** Begin Excerpted records **

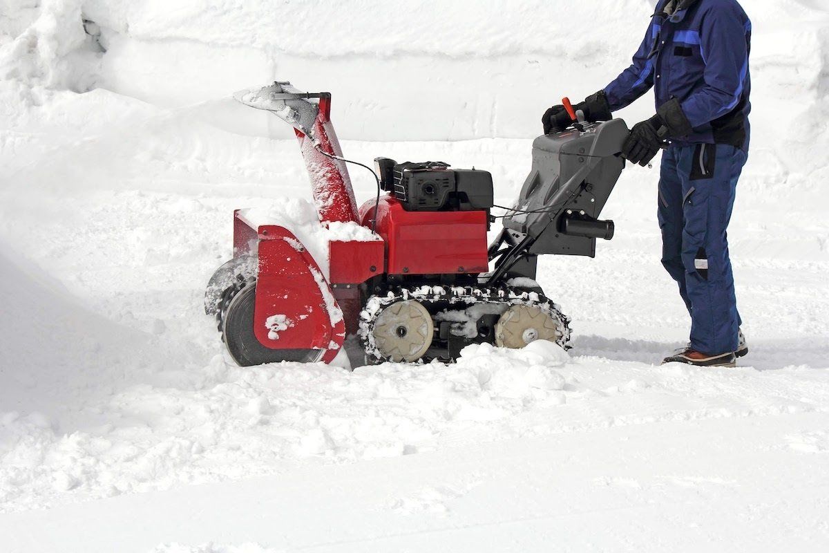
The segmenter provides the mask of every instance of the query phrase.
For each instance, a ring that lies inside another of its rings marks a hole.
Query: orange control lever
[[[573,109],[573,104],[570,103],[570,98],[567,96],[562,98],[561,104],[565,106],[565,109],[567,110],[567,114],[570,116],[570,119],[575,121],[575,110]]]

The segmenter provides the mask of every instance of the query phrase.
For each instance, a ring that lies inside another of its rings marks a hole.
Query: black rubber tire
[[[312,363],[322,352],[313,349],[271,349],[254,334],[254,304],[256,285],[248,284],[236,292],[224,310],[221,333],[227,351],[240,366],[253,366],[283,361]]]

** End Excerpted records **

[Task to carry out] Reproduce all of the data above, requests included, without the pictures. Shrink every polygon coordinate in the answers by a factor of 0.4, rounding each result to a whole number with halves rounded up.

[Task solution]
The segmenter provides the mask of every instance of the query phrase.
For each instance, a ring that lies inside another of its rings marks a hole.
Query: orange control lever
[[[229,44],[229,42],[228,41],[228,39],[227,38],[225,39],[224,42],[226,42],[226,44],[227,44],[227,46],[228,46],[228,48],[230,48],[230,44]]]

The segmenter provides the mask of every instance of the query phrase.
For each instance, a ring that lies inside another of its rings marks a hole.
Query: black rubber tire
[[[125,145],[129,141],[125,140],[108,140],[102,134],[102,122],[102,114],[99,114],[94,117],[90,124],[88,133],[91,140],[96,146],[101,146],[113,144]]]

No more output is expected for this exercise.